■ **EXERCISE**
Line by line, retype the material below exactly, from its first line up to and including the one holding "Segment brown batik".

____ DATA SHOWN

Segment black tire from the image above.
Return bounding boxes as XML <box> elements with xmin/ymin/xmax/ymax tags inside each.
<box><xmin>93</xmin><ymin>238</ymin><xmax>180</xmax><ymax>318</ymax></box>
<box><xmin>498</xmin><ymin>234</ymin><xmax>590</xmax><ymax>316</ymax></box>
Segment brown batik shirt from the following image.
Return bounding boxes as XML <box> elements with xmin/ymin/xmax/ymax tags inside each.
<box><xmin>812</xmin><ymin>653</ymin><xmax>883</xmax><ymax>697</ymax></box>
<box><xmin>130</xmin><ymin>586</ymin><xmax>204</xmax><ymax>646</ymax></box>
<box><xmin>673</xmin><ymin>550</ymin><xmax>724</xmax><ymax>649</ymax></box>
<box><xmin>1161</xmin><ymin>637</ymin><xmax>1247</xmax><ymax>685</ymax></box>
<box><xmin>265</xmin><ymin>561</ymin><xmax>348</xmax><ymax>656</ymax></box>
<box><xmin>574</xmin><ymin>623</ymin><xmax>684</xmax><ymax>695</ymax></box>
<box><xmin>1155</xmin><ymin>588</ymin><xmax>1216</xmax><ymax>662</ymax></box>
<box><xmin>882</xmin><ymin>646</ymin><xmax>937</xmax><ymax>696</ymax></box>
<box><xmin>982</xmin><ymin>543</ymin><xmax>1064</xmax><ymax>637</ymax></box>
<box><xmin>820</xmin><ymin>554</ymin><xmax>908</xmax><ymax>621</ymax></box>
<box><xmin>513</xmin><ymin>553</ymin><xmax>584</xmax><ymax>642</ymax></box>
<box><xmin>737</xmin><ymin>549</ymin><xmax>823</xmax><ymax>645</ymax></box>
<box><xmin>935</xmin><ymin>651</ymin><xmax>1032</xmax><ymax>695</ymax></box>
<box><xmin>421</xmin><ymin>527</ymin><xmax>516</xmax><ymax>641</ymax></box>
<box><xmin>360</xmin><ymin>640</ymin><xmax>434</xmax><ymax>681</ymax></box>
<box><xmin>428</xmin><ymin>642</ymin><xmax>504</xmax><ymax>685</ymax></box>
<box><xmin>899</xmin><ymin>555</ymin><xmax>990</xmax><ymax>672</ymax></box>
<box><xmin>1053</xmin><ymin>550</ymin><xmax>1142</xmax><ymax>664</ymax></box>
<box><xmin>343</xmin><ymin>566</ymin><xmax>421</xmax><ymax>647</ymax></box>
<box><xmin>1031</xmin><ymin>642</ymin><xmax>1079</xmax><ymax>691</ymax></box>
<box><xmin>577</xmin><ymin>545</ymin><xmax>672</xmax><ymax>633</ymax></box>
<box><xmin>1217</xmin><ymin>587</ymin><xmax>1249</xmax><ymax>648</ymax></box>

________

■ **RESULT OF THIS TASK**
Segment black tire from the image above.
Return bounding boxes as XML <box> elements with xmin/ymin/xmax/ymax tags inside each.
<box><xmin>93</xmin><ymin>238</ymin><xmax>180</xmax><ymax>318</ymax></box>
<box><xmin>498</xmin><ymin>234</ymin><xmax>590</xmax><ymax>316</ymax></box>
Segment brown batik shirt from the following image.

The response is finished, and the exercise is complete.